## WORK INSTRUCTIONS
a. From the article about Riverview-Hackney Cemetery, list every duty that Serenity Meadows agreed to take on for the cemetery.
b. Return the passage of the article about Riverview-Hackney Cemetery starting with "At 77 years" and going on through "falling to ruin.", with no changes.
c. According to the article about Riverview-Hackney Cemetery, why is Florence Sikes determined to see that the cemetery is taken care of? Answer in one to three sentences.

## SELECTED TEXT

At 77 years old, you'd think Florence Sikes would be taking it easy. But that's not something she plans to do any time soon.
For the past 17 years, she's made it her mission to keep a 126-year-old cemetery in Riverview from falling to ruin.
"I have 13 relatives buried at Riverview-Hackney Cemetery," she said. "Eventually my sister, her children and her grandchildren will be there, and so will I. I'm going to be sure it's taken care of."
When she first began visiting in 1964, when her brother's baby died shortly after birth, it was simply to place flowers on graves and pay respect to her kin. At the time, Sikes became bothered by a general lack of upkeep.
"There was no fence around it and semi trucks were parking overnight right on the cemetery grounds," she said.
"I immediately started asking people for money to put a fence up and doing what I could with the help of family members and friends, including relatives of people buried there."
But no one was officially in charge of Hackney, which was cared for by residents "as best they could," said Sikes.
When Serenity Meadows bought property adjacent to Hackney in 1997, part of its agreement with the state and county was to maintain the cemetery's eight acres, install headstones, maintain records and open and close graves.

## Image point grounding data
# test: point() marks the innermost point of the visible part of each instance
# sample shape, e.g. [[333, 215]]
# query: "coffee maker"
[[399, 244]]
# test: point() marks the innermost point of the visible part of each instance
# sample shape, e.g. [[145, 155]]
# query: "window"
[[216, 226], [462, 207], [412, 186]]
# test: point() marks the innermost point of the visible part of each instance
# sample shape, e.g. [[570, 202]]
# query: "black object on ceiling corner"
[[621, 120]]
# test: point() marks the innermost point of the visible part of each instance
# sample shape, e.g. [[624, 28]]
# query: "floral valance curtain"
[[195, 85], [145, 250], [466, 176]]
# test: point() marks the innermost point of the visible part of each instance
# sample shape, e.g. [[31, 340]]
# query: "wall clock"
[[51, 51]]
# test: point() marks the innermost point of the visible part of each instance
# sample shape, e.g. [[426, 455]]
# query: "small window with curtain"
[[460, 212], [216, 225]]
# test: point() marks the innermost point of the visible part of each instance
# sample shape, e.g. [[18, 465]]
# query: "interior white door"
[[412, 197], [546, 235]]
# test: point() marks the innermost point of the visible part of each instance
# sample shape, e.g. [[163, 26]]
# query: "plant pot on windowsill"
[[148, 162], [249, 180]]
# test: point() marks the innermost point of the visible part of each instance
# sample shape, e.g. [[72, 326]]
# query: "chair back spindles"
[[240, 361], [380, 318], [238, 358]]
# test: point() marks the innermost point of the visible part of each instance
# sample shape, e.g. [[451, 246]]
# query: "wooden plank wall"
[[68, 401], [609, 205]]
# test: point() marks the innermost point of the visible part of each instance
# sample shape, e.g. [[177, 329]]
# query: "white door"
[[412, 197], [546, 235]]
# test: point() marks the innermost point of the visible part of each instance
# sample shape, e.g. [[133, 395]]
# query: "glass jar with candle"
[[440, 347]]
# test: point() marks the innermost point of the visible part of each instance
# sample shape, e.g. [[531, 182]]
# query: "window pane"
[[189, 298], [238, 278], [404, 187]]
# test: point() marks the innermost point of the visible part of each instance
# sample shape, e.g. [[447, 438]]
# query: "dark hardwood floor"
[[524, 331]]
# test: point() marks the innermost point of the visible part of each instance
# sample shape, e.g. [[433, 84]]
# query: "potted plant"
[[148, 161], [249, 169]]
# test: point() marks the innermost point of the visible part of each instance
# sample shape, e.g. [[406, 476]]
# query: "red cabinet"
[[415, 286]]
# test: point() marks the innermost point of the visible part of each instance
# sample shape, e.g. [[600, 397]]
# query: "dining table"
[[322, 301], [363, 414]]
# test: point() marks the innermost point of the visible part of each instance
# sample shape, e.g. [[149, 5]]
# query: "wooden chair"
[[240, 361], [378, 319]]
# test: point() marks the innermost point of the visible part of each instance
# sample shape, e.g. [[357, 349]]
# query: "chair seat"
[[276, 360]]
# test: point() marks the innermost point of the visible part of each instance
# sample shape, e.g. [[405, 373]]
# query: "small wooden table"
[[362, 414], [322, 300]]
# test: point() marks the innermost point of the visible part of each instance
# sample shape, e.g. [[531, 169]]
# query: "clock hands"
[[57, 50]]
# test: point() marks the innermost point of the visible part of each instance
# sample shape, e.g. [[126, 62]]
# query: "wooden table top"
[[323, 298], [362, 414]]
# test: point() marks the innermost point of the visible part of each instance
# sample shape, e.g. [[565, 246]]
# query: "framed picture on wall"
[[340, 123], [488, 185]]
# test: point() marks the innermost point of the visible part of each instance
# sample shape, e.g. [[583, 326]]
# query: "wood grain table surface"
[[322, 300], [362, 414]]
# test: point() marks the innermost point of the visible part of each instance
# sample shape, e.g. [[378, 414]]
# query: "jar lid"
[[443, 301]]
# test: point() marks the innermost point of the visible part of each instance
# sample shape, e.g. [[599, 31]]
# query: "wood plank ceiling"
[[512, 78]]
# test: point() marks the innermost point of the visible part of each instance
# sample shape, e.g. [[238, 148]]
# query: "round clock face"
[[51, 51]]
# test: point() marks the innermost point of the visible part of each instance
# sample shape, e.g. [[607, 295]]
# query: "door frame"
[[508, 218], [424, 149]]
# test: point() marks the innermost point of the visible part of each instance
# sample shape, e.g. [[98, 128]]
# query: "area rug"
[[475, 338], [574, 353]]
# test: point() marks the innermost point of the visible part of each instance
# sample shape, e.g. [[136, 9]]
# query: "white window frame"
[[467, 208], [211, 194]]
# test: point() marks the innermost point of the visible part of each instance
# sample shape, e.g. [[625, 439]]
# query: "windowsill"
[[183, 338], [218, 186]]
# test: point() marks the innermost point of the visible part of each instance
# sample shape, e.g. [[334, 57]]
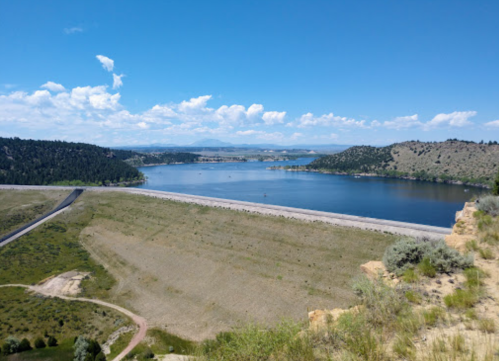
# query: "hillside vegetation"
[[40, 162], [449, 161]]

## TASK RESULTS
a.
- Maintain the cemetery's eight acres
- Install headstones
- Maintain records
- Open and close graves

b.
At 77 years old, you'd think Florence Sikes would be taking it easy. But that's not something she plans to do any time soon.
For the past 17 years, she's made it her mission to keep a 126-year-old cemetery in Riverview from falling to ruin.

c. She has 13 relatives buried at Riverview-Hackney Cemetery. Her sister, her sister's children and grandchildren, and Sikes herself will eventually be buried there too.